WHAT YOU HAVE TO DO: Starting at the line that contains "of the smaller" and ending at the last line, edit the lines by changing "ocean water" to "sea water" and keeping everything else the same. Give only those lines, without the pictures.
-- START --
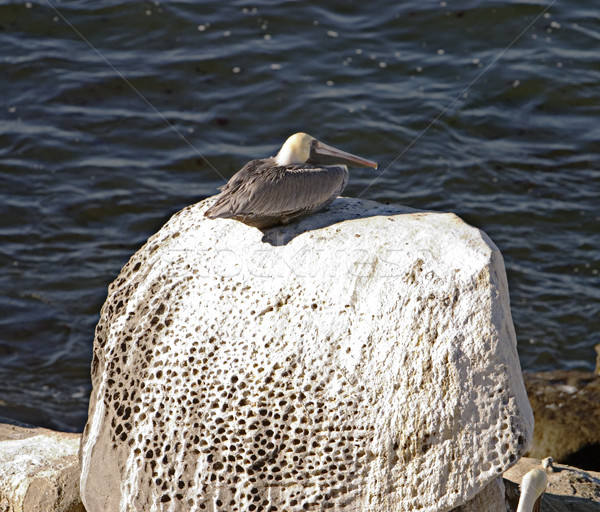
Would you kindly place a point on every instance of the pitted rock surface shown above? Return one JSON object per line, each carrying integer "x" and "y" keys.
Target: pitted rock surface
{"x": 332, "y": 364}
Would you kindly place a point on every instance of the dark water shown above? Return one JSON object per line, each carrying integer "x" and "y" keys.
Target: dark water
{"x": 114, "y": 115}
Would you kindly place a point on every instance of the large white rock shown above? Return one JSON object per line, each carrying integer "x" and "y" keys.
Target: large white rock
{"x": 367, "y": 364}
{"x": 39, "y": 470}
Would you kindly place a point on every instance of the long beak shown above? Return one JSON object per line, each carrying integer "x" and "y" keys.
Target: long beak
{"x": 323, "y": 154}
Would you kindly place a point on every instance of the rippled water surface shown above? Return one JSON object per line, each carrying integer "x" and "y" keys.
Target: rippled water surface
{"x": 114, "y": 115}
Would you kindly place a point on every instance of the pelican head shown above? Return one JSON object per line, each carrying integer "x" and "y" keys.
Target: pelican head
{"x": 301, "y": 148}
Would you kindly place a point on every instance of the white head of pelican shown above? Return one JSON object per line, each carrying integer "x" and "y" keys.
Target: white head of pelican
{"x": 304, "y": 177}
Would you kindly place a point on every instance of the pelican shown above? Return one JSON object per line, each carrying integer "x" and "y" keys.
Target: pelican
{"x": 304, "y": 177}
{"x": 533, "y": 485}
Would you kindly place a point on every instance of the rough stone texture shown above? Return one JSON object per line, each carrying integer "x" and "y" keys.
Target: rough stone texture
{"x": 569, "y": 489}
{"x": 491, "y": 499}
{"x": 566, "y": 406}
{"x": 326, "y": 365}
{"x": 39, "y": 470}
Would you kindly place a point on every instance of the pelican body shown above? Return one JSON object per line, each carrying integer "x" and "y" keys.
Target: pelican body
{"x": 304, "y": 177}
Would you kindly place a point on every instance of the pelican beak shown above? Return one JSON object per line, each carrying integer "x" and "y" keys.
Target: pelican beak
{"x": 326, "y": 155}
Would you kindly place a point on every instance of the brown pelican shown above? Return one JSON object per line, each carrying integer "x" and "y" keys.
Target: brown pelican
{"x": 533, "y": 486}
{"x": 304, "y": 177}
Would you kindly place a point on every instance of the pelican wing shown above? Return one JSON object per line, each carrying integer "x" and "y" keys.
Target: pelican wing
{"x": 261, "y": 190}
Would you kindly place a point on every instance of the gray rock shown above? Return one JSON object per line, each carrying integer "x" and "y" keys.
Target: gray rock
{"x": 566, "y": 406}
{"x": 569, "y": 489}
{"x": 362, "y": 359}
{"x": 39, "y": 469}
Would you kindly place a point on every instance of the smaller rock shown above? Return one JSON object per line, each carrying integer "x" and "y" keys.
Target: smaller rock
{"x": 569, "y": 489}
{"x": 566, "y": 407}
{"x": 39, "y": 469}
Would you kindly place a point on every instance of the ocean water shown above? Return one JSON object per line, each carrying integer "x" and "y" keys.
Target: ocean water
{"x": 115, "y": 115}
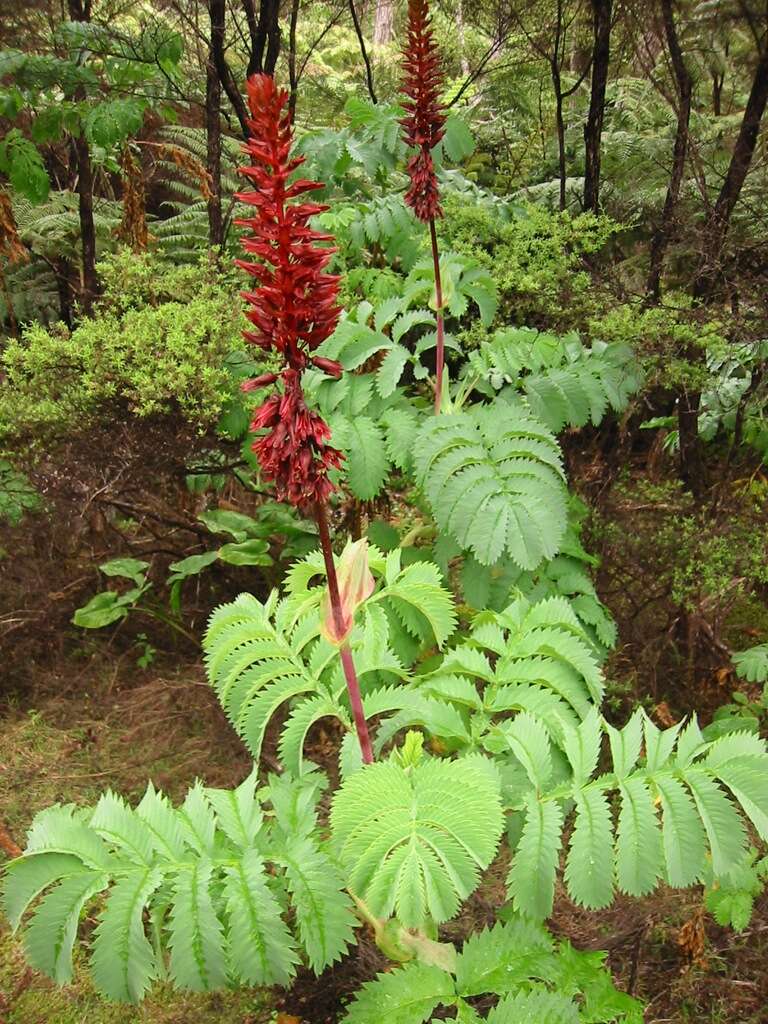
-- END --
SOLUTION FOR THIS TASK:
Would you kindly place a point on every instance of the smaller rock shown above? Return one JSON object per line, each carrying integer "x" and "y" keys.
Target: smaller rock
{"x": 569, "y": 489}
{"x": 566, "y": 407}
{"x": 39, "y": 469}
Would you kindly place a point on every instance of the sea water shown above? Return one JSON object per line, each carrying integer "x" and "y" keys.
Target: sea water
{"x": 115, "y": 115}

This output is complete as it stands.